(SUPPLIED RECORDS)
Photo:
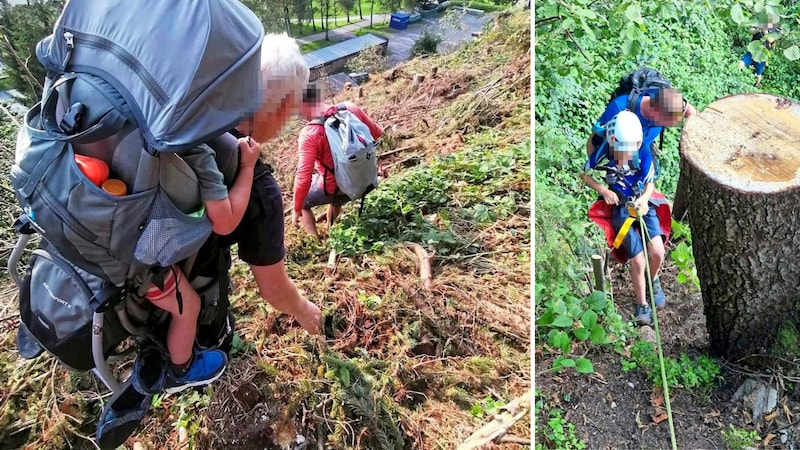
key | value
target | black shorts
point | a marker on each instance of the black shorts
(317, 196)
(260, 233)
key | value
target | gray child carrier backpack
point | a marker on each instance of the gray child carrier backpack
(355, 163)
(133, 83)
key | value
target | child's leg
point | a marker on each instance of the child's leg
(183, 325)
(637, 278)
(632, 244)
(655, 253)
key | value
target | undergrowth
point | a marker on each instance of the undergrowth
(441, 204)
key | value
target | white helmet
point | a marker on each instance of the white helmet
(624, 132)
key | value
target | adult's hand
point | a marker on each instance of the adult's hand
(610, 197)
(249, 151)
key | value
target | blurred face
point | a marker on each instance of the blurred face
(270, 119)
(310, 110)
(623, 152)
(667, 119)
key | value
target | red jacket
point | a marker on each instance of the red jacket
(315, 154)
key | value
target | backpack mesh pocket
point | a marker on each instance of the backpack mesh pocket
(170, 236)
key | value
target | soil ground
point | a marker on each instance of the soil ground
(612, 409)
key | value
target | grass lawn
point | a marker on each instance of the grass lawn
(316, 45)
(378, 28)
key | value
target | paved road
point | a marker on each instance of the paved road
(401, 41)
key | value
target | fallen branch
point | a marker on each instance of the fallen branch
(499, 426)
(424, 259)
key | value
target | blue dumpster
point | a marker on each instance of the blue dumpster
(399, 21)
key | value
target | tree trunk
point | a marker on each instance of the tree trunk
(740, 160)
(327, 18)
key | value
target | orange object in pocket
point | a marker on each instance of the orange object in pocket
(96, 170)
(115, 187)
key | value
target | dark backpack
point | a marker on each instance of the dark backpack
(638, 81)
(634, 84)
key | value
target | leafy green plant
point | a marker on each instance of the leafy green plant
(188, 408)
(426, 44)
(699, 373)
(739, 438)
(682, 255)
(485, 407)
(479, 184)
(560, 434)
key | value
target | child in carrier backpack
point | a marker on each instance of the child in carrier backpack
(225, 208)
(630, 183)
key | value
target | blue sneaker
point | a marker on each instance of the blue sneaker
(642, 315)
(208, 365)
(658, 294)
(149, 370)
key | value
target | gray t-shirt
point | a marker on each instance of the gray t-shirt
(202, 160)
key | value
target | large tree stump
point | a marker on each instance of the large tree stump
(740, 157)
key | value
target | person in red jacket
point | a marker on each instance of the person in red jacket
(314, 182)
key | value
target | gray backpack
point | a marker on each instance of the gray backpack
(355, 164)
(134, 83)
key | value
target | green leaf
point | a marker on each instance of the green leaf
(581, 333)
(757, 50)
(634, 13)
(587, 29)
(598, 335)
(560, 340)
(792, 53)
(568, 24)
(562, 362)
(668, 11)
(597, 300)
(546, 319)
(584, 365)
(589, 318)
(632, 47)
(344, 376)
(562, 321)
(737, 15)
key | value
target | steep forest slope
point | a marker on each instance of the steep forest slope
(404, 363)
(597, 379)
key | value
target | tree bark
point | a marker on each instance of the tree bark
(741, 162)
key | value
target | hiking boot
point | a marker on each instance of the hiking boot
(658, 294)
(641, 315)
(122, 415)
(208, 365)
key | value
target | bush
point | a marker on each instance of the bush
(426, 44)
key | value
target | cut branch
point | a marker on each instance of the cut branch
(500, 424)
(424, 260)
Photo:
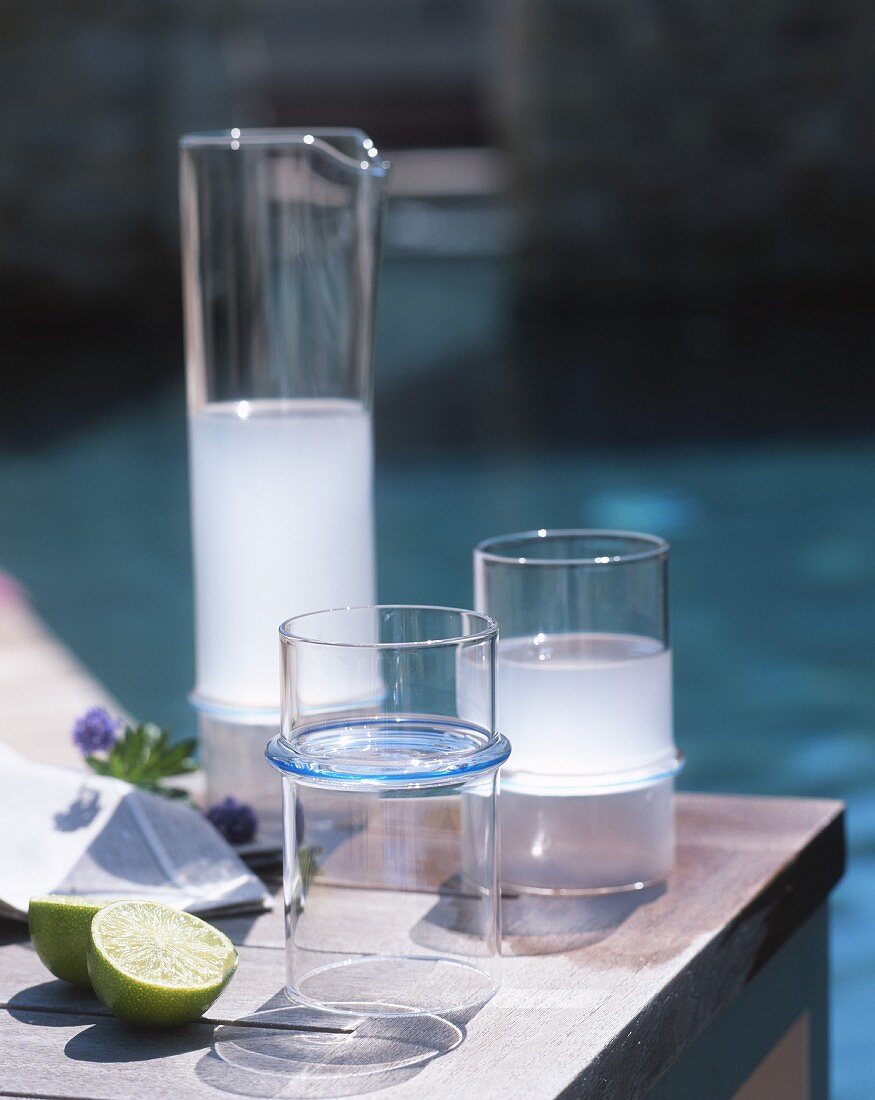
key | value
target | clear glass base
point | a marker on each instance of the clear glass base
(394, 986)
(298, 1042)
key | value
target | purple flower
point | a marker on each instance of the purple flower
(236, 821)
(95, 732)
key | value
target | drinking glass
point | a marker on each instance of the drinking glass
(390, 761)
(584, 696)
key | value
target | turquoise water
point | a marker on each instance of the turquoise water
(773, 601)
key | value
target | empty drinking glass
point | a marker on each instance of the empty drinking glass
(390, 759)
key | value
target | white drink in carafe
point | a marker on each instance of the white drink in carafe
(283, 524)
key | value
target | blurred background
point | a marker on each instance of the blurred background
(627, 282)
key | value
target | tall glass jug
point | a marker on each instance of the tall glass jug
(281, 240)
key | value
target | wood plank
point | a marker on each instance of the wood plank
(600, 996)
(627, 985)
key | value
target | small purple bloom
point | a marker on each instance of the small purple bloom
(95, 732)
(236, 821)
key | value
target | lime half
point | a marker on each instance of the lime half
(156, 966)
(59, 925)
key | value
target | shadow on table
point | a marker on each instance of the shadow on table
(546, 925)
(296, 1051)
(533, 924)
(107, 1040)
(56, 999)
(110, 1041)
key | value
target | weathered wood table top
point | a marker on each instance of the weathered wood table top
(599, 997)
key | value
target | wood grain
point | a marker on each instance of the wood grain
(626, 982)
(599, 997)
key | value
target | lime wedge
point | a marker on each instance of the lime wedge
(59, 925)
(156, 966)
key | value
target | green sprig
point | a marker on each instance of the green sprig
(144, 756)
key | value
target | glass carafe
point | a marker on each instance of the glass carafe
(281, 241)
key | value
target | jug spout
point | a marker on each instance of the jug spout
(281, 245)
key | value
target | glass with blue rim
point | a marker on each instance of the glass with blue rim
(390, 758)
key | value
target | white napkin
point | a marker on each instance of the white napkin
(73, 832)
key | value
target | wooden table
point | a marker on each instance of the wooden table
(711, 987)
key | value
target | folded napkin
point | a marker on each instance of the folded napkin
(73, 832)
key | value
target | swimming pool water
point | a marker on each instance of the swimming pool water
(773, 601)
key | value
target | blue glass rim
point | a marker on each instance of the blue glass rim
(446, 770)
(488, 627)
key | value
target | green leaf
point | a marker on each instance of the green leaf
(97, 765)
(144, 755)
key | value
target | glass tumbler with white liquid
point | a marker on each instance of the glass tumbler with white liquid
(281, 234)
(584, 697)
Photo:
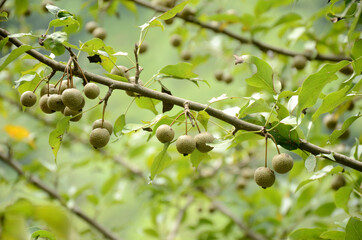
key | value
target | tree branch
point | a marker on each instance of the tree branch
(224, 210)
(146, 92)
(7, 159)
(262, 46)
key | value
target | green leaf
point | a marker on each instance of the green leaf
(109, 184)
(306, 234)
(160, 162)
(4, 61)
(56, 136)
(328, 170)
(27, 82)
(197, 157)
(357, 49)
(263, 78)
(313, 85)
(354, 229)
(341, 197)
(180, 70)
(203, 117)
(337, 133)
(310, 163)
(54, 42)
(147, 103)
(331, 101)
(285, 136)
(119, 124)
(334, 235)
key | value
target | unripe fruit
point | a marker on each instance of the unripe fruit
(347, 70)
(100, 33)
(99, 137)
(120, 71)
(282, 163)
(143, 47)
(299, 62)
(28, 99)
(228, 78)
(185, 144)
(330, 121)
(219, 75)
(72, 98)
(43, 104)
(106, 124)
(91, 90)
(202, 139)
(176, 40)
(90, 26)
(186, 55)
(264, 177)
(55, 102)
(338, 182)
(72, 113)
(165, 133)
(45, 88)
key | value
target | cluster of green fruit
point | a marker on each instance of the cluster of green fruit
(185, 144)
(265, 177)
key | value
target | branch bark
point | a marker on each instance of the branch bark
(262, 46)
(7, 159)
(146, 92)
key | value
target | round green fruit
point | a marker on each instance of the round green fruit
(28, 99)
(99, 137)
(282, 163)
(165, 133)
(264, 177)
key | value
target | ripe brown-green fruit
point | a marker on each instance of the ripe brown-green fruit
(99, 137)
(91, 26)
(338, 182)
(28, 99)
(202, 139)
(264, 177)
(165, 133)
(91, 90)
(185, 144)
(120, 71)
(72, 113)
(347, 70)
(299, 62)
(43, 104)
(228, 78)
(282, 163)
(100, 33)
(219, 75)
(186, 55)
(176, 40)
(55, 102)
(106, 124)
(143, 47)
(47, 89)
(330, 121)
(133, 81)
(72, 98)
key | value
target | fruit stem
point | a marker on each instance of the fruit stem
(275, 142)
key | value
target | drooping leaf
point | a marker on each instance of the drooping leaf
(337, 133)
(4, 61)
(341, 197)
(313, 85)
(263, 78)
(354, 229)
(119, 124)
(160, 162)
(56, 136)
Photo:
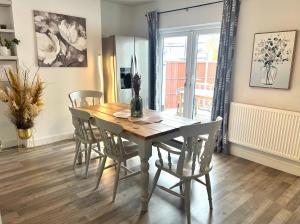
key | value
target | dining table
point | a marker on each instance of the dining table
(152, 127)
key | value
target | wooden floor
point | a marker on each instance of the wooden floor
(39, 186)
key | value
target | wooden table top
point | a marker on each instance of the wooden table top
(170, 123)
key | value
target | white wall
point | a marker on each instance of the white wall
(195, 16)
(55, 121)
(117, 19)
(263, 16)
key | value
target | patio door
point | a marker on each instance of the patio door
(188, 60)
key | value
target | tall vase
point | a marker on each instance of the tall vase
(269, 74)
(136, 106)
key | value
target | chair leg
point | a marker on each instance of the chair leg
(76, 153)
(125, 164)
(88, 160)
(80, 153)
(187, 200)
(181, 189)
(85, 152)
(116, 181)
(155, 180)
(101, 169)
(208, 188)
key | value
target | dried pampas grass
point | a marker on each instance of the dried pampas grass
(23, 98)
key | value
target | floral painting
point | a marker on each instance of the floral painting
(60, 40)
(272, 59)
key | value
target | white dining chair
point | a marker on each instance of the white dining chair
(117, 149)
(82, 98)
(86, 135)
(190, 162)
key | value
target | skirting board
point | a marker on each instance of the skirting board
(265, 159)
(38, 142)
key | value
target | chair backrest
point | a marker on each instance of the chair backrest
(82, 123)
(85, 98)
(110, 134)
(193, 151)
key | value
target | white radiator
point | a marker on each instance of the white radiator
(265, 129)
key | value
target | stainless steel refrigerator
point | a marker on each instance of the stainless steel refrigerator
(117, 55)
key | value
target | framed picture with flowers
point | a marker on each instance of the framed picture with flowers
(60, 40)
(272, 59)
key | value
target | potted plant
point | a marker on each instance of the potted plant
(24, 100)
(7, 45)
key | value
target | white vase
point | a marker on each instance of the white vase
(4, 51)
(268, 75)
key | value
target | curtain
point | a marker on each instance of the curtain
(221, 100)
(153, 26)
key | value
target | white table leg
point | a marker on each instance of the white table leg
(145, 154)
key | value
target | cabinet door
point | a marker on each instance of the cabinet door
(124, 53)
(141, 52)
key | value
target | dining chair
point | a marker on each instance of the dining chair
(190, 162)
(117, 149)
(82, 98)
(85, 134)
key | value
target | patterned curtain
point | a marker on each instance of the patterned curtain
(221, 100)
(153, 26)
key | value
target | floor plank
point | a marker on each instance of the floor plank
(39, 186)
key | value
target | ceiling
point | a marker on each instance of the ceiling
(130, 2)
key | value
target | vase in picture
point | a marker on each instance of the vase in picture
(4, 51)
(268, 74)
(136, 104)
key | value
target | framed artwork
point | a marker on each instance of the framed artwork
(61, 40)
(272, 59)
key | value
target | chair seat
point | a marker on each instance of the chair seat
(131, 149)
(90, 139)
(187, 168)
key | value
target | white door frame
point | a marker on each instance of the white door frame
(192, 33)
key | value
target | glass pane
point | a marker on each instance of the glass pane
(174, 74)
(207, 57)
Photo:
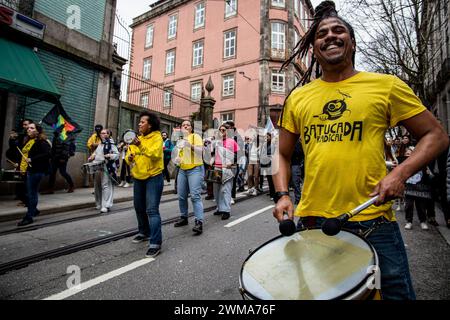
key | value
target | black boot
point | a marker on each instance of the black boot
(181, 222)
(198, 229)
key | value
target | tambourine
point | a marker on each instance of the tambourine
(129, 136)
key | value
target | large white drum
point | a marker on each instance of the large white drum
(310, 265)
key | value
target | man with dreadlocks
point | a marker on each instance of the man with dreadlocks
(341, 118)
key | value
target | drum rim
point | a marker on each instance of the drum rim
(345, 294)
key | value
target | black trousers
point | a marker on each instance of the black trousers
(165, 171)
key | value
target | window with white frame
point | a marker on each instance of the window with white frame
(229, 116)
(278, 40)
(149, 36)
(199, 20)
(196, 91)
(144, 100)
(170, 62)
(278, 3)
(172, 28)
(146, 72)
(229, 39)
(197, 54)
(168, 97)
(228, 85)
(230, 8)
(278, 81)
(296, 36)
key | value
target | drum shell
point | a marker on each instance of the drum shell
(359, 292)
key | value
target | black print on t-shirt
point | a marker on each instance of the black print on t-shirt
(335, 132)
(334, 109)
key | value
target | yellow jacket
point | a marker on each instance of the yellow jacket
(148, 156)
(94, 139)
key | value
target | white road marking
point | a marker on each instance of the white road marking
(86, 285)
(251, 215)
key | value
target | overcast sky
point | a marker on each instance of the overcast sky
(129, 9)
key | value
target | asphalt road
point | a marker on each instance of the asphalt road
(204, 267)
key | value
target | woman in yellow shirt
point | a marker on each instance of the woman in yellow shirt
(145, 157)
(190, 176)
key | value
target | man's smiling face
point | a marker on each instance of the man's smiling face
(333, 43)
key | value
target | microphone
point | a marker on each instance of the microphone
(333, 226)
(287, 227)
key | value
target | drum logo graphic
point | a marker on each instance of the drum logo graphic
(334, 109)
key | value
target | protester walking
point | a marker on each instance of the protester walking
(167, 148)
(61, 152)
(34, 164)
(225, 150)
(190, 176)
(105, 154)
(125, 171)
(146, 159)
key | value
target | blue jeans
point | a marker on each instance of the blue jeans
(387, 240)
(297, 181)
(33, 181)
(147, 196)
(191, 181)
(222, 195)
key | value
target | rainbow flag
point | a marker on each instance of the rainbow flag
(58, 119)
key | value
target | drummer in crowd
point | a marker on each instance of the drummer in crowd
(92, 144)
(17, 141)
(145, 157)
(167, 148)
(225, 150)
(34, 164)
(106, 153)
(190, 176)
(348, 169)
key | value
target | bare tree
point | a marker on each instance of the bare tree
(394, 36)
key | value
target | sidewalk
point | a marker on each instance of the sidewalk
(61, 201)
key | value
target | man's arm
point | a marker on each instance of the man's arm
(281, 178)
(432, 140)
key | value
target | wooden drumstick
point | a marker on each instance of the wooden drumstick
(23, 156)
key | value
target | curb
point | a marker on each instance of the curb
(19, 215)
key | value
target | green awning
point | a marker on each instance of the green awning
(22, 72)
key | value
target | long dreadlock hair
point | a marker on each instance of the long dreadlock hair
(325, 10)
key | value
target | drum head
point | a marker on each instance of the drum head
(129, 136)
(309, 265)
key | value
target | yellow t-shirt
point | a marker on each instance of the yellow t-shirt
(148, 156)
(190, 160)
(25, 150)
(342, 127)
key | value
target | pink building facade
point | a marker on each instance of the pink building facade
(240, 44)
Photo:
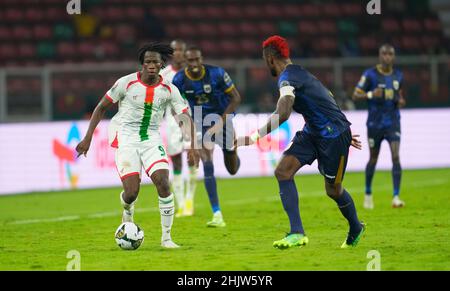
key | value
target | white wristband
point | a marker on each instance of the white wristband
(254, 136)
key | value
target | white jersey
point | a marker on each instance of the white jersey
(141, 108)
(168, 73)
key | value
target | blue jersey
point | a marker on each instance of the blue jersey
(383, 112)
(209, 91)
(322, 115)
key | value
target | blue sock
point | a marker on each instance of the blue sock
(289, 198)
(370, 170)
(348, 210)
(210, 185)
(396, 177)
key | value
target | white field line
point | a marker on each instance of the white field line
(385, 187)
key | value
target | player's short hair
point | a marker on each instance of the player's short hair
(180, 41)
(194, 48)
(164, 50)
(277, 46)
(386, 45)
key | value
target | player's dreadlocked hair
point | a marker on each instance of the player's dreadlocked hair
(278, 46)
(164, 50)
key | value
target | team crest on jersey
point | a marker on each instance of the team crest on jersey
(396, 85)
(284, 83)
(207, 88)
(362, 81)
(226, 78)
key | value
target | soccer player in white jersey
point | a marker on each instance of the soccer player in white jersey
(143, 97)
(175, 143)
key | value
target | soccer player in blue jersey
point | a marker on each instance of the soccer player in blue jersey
(211, 91)
(326, 137)
(381, 87)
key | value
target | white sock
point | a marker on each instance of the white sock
(191, 183)
(166, 209)
(129, 207)
(178, 189)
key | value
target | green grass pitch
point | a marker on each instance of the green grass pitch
(38, 230)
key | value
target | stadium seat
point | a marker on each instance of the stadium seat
(27, 50)
(42, 32)
(66, 50)
(248, 28)
(390, 25)
(327, 27)
(5, 33)
(22, 32)
(307, 27)
(34, 15)
(412, 26)
(13, 15)
(227, 29)
(233, 11)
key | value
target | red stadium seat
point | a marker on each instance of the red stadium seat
(27, 51)
(233, 11)
(66, 50)
(207, 29)
(250, 47)
(42, 32)
(86, 49)
(227, 29)
(310, 11)
(22, 32)
(412, 26)
(34, 15)
(432, 24)
(307, 27)
(254, 11)
(193, 12)
(272, 11)
(327, 27)
(13, 15)
(187, 30)
(213, 12)
(7, 51)
(267, 28)
(248, 28)
(390, 25)
(331, 10)
(291, 11)
(5, 33)
(135, 13)
(210, 48)
(228, 48)
(355, 9)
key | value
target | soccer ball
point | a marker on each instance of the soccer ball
(129, 236)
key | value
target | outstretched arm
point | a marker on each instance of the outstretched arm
(281, 114)
(98, 114)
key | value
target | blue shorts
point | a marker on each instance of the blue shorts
(224, 138)
(331, 153)
(377, 135)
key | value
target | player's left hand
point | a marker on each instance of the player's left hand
(243, 141)
(193, 158)
(214, 129)
(356, 143)
(401, 102)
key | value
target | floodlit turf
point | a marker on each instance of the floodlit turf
(38, 230)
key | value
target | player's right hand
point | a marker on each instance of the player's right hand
(193, 157)
(356, 143)
(378, 93)
(83, 147)
(243, 141)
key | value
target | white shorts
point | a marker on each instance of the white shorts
(130, 159)
(175, 142)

(WHAT YOU HAVE TO DO)
Return every line of the material above that contains the string "dark", copying each line in full. Case counts.

(WORKED SOLUTION)
target | dark backpack
point | a marker on each instance of the dark backpack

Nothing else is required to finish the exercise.